** begin **
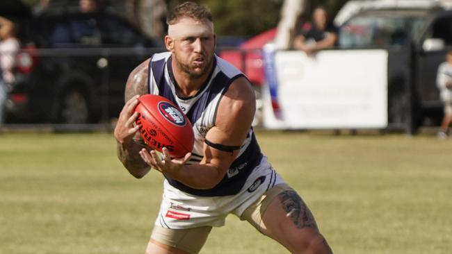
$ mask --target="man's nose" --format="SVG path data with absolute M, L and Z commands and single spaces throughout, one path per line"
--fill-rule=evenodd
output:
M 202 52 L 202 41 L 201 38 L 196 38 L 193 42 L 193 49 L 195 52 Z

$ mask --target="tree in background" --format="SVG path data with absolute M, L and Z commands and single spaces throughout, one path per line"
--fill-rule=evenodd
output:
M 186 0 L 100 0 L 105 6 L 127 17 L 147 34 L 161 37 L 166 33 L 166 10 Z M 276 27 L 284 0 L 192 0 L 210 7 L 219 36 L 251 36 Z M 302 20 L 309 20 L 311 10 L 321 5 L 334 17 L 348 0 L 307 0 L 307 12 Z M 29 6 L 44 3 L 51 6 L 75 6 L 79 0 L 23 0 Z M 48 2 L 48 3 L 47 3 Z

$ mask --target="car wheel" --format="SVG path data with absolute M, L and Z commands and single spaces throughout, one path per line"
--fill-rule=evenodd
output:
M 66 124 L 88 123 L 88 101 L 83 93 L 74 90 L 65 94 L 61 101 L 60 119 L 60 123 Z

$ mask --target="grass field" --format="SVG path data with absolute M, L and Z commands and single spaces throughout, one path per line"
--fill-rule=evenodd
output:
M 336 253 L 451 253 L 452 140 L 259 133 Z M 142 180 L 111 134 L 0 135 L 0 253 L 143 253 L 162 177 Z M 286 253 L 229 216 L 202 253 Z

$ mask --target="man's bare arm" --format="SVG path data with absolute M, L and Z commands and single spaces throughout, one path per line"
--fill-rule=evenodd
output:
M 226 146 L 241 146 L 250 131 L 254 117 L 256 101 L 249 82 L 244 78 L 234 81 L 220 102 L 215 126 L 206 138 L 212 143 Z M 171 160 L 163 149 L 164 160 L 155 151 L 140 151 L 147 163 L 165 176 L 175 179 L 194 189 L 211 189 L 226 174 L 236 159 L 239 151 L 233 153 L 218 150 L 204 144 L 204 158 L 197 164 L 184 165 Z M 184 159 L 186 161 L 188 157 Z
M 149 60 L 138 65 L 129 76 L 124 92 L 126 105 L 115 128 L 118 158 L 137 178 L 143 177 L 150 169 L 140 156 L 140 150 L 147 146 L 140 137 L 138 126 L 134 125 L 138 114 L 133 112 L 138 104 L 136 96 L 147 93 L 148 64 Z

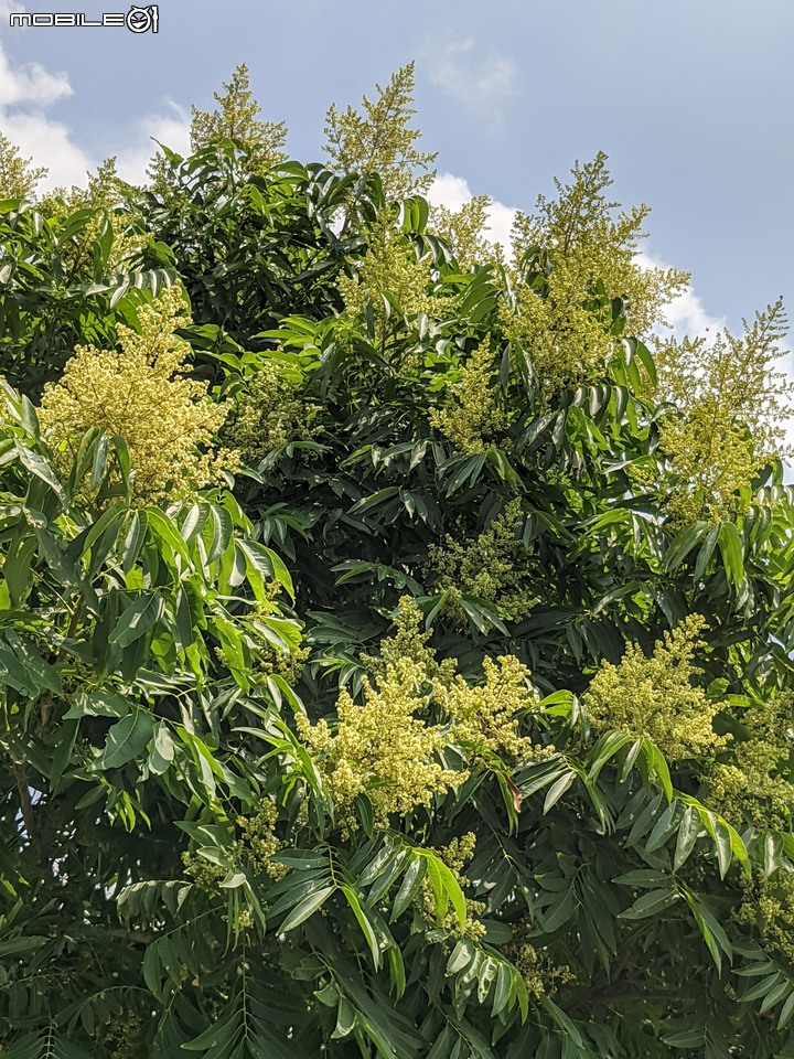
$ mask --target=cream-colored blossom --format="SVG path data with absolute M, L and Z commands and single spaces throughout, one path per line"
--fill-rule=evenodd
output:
** end **
Can you recast all the rows above as a JSON list of strings, one string per line, with blank lines dropped and the picture lines left out?

## Worked answer
[
  "$ mask --target=\"man's nose\" --format=\"SVG path data with absolute M, L and Z commands and single spaces throughout, one path per line\"",
  "--fill-rule=evenodd",
  "output:",
  "M 202 52 L 202 41 L 201 38 L 196 38 L 193 42 L 193 49 L 195 52 Z",
  "$ mask --target=\"tree in background\" --format=\"SVG path data with absolute M, L and Z commands and single spaces throughout, one path per line\"",
  "--fill-rule=evenodd",
  "output:",
  "M 186 0 L 100 0 L 105 6 L 127 17 L 147 34 L 161 37 L 166 33 L 166 10 Z M 276 27 L 284 0 L 192 0 L 210 7 L 219 36 L 251 36 Z M 302 20 L 309 20 L 311 10 L 321 5 L 334 17 L 348 0 L 307 0 L 307 12 Z M 29 6 L 44 3 L 51 6 L 75 6 L 79 0 L 23 0 Z M 48 2 L 48 3 L 47 3 Z",
  "$ mask --target=\"car wheel\" --format=\"SVG path data with absolute M, L and Z commands and single spaces throughout, one path per line\"",
  "--fill-rule=evenodd",
  "output:",
  "M 66 124 L 88 123 L 88 101 L 83 93 L 74 90 L 65 94 L 61 101 L 60 119 L 60 123 Z",
  "$ mask --target=\"grass field\" --format=\"SVG path data with absolute M, L and Z commands and single spaces throughout, one path per line\"",
  "--fill-rule=evenodd",
  "output:",
  "M 336 253 L 451 253 L 452 140 L 259 133 Z M 142 180 L 111 134 L 0 135 L 0 253 L 143 253 L 162 177 Z M 286 253 L 229 216 L 202 253 Z",
  "$ mask --target=\"man's bare arm\" --format=\"SVG path data with absolute M, L and Z commands and single spaces throughout, one path per line\"",
  "--fill-rule=evenodd",
  "output:",
  "M 226 146 L 241 146 L 250 131 L 254 117 L 256 101 L 249 82 L 244 78 L 234 81 L 220 102 L 215 126 L 206 138 L 212 143 Z M 171 160 L 163 149 L 164 160 L 155 151 L 140 151 L 147 163 L 165 176 L 175 179 L 194 189 L 211 189 L 226 174 L 236 159 L 239 151 L 233 153 L 218 150 L 204 144 L 204 158 L 197 164 L 184 165 Z M 184 159 L 186 161 L 188 157 Z",
  "M 149 60 L 138 65 L 129 76 L 124 92 L 126 105 L 115 128 L 118 158 L 137 178 L 143 177 L 150 169 L 140 156 L 140 150 L 147 146 L 140 137 L 138 126 L 134 125 L 138 114 L 133 112 L 138 104 L 136 96 L 147 93 L 148 64 Z",
  "$ mask --target=cream-colored blossom --format=\"SVG path data with absolute M, L and Z commands and single spaces throughout, one path per line\"",
  "--fill-rule=evenodd",
  "output:"
]